What you have to do: Repeat the whole listing exactly.

The input:
☆ ☆ ☆ ☆ ☆ ☆ ☆
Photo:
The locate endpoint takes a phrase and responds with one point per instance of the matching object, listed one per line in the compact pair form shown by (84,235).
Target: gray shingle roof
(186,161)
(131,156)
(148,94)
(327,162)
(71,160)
☆ ☆ ☆ ☆ ☆ ☆ ☆
Written solution:
Photo:
The locate endpoint takes a phrase and responds with one point per instance of the matching object, listed one per line in the compact pair form shown by (84,235).
Target: gray shingle roof
(186,161)
(131,156)
(148,94)
(327,162)
(71,160)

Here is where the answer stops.